[GIVEN INFORMATION]:
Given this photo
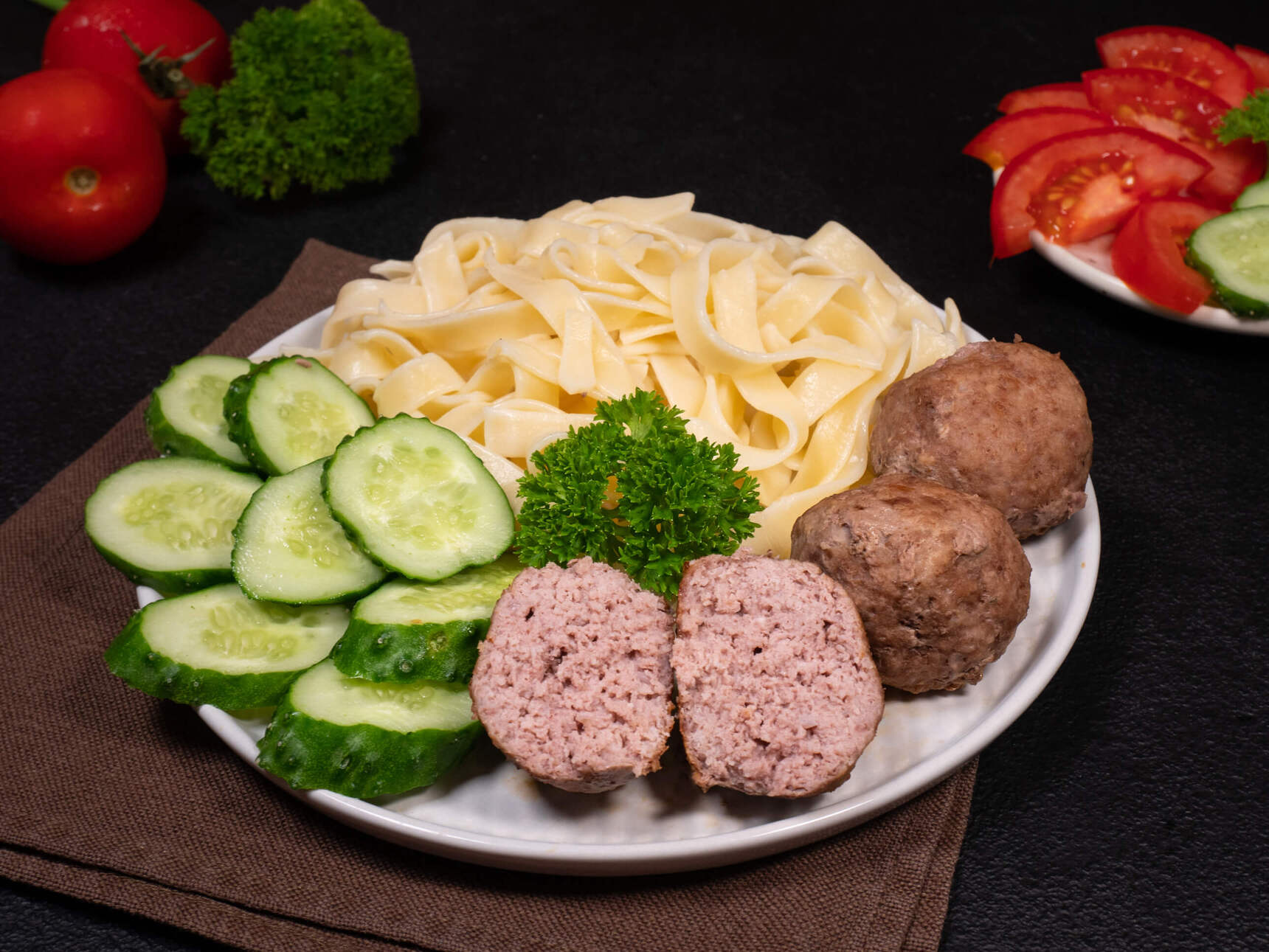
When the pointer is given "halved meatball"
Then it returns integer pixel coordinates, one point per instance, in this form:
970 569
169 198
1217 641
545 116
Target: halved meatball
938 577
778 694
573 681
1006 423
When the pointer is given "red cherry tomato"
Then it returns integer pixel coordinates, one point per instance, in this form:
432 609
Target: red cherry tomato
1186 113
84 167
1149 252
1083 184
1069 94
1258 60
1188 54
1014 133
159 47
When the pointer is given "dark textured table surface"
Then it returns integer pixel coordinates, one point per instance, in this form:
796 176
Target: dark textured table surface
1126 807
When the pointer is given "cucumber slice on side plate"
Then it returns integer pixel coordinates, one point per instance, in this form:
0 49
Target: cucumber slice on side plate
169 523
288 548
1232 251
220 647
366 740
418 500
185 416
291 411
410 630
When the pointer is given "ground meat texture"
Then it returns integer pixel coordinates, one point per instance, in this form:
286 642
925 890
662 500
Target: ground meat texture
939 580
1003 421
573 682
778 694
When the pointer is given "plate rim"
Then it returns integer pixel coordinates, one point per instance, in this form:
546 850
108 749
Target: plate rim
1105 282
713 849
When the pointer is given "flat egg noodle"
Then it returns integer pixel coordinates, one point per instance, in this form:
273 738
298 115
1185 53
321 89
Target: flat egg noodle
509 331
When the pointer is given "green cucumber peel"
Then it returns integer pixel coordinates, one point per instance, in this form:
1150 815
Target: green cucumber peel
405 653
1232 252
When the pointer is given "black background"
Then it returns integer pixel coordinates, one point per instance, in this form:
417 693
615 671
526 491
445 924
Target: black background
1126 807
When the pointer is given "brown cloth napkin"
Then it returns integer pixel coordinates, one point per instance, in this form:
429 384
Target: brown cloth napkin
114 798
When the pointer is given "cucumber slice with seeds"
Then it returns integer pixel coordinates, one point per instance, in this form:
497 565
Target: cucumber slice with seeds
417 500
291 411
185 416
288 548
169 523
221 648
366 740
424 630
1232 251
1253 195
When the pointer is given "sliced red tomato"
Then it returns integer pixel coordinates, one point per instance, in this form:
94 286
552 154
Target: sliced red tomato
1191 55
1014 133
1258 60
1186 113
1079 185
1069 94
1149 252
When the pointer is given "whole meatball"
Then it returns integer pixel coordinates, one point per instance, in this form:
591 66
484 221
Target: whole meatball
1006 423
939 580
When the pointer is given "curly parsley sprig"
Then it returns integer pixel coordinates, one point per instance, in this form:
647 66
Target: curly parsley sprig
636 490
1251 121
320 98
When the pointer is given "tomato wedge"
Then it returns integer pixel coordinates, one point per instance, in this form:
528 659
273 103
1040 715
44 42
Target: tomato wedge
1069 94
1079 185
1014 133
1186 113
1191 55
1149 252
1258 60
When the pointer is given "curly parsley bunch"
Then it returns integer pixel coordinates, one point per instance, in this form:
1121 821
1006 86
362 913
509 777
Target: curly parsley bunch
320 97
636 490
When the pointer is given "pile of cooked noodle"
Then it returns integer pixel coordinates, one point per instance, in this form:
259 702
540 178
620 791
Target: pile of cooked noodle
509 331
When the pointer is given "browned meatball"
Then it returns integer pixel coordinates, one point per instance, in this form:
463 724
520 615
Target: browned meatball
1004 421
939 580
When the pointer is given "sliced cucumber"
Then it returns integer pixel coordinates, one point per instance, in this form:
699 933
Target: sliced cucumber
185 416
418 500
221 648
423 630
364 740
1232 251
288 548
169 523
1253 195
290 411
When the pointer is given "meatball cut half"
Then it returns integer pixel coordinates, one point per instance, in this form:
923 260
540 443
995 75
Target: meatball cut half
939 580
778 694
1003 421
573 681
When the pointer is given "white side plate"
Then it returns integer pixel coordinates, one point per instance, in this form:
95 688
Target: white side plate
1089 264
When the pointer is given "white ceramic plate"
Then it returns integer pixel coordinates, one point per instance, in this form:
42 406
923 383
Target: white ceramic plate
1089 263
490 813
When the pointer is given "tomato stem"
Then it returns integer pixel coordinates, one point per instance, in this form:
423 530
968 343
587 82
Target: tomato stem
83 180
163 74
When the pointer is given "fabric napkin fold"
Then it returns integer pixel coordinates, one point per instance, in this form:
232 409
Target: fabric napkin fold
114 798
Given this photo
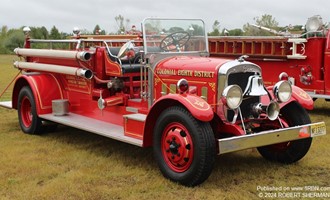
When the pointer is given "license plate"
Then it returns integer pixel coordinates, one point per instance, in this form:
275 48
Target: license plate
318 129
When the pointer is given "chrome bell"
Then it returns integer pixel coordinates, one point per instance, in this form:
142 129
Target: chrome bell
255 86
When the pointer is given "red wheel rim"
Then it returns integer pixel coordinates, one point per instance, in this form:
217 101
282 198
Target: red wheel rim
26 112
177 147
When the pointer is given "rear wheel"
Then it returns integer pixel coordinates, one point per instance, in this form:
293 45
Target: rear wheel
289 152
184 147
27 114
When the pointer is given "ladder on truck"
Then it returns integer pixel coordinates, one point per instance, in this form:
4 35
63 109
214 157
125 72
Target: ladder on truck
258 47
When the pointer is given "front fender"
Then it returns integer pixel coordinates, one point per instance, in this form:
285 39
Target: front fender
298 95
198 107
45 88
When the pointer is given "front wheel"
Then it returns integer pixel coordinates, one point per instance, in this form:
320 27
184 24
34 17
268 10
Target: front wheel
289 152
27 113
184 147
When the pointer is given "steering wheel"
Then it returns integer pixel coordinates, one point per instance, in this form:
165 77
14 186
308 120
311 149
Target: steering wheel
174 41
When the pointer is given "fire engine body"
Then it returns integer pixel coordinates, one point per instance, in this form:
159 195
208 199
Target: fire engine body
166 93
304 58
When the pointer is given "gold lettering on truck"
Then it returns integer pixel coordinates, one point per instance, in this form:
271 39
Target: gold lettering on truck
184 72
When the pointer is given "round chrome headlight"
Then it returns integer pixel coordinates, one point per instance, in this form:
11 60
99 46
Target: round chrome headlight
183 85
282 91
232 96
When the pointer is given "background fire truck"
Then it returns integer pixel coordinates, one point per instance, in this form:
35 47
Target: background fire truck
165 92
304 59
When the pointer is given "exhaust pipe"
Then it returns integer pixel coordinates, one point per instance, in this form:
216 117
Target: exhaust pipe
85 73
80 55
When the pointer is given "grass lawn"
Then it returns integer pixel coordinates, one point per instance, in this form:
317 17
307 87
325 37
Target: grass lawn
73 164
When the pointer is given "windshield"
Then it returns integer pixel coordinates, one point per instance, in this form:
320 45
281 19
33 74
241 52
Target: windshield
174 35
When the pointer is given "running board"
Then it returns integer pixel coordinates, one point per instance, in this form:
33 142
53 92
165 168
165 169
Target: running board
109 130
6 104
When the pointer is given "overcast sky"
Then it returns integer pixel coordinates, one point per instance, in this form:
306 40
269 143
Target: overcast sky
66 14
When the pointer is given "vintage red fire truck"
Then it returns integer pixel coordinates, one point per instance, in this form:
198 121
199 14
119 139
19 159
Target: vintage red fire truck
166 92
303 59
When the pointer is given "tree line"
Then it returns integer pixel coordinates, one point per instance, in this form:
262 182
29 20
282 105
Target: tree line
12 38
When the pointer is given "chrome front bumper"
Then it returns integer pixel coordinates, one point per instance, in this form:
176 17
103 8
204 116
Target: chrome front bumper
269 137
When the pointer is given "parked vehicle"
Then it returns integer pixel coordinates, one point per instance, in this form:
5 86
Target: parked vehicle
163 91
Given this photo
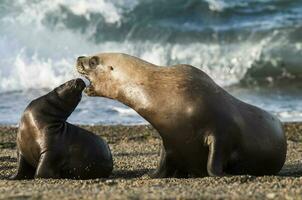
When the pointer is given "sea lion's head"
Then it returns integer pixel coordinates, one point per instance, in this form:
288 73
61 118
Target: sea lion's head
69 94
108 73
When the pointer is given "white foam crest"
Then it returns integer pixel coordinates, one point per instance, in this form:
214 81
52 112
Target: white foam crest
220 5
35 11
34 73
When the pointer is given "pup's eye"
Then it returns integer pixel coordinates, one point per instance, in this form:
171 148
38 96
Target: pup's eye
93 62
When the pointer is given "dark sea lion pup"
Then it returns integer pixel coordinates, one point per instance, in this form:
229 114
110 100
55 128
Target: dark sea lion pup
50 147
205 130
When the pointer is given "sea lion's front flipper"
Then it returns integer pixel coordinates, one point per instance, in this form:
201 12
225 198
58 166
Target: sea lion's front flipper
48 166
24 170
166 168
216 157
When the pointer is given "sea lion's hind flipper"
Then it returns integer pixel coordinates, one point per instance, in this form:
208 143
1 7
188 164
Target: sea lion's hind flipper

[YOUR OBJECTIVE]: Filter the records, keeping only lines that contain "hind", and show those lines.

[COMPLETED TASK]:
When the pointer is given "sea lion's hind flipper"
Target: sea lion's hind flipper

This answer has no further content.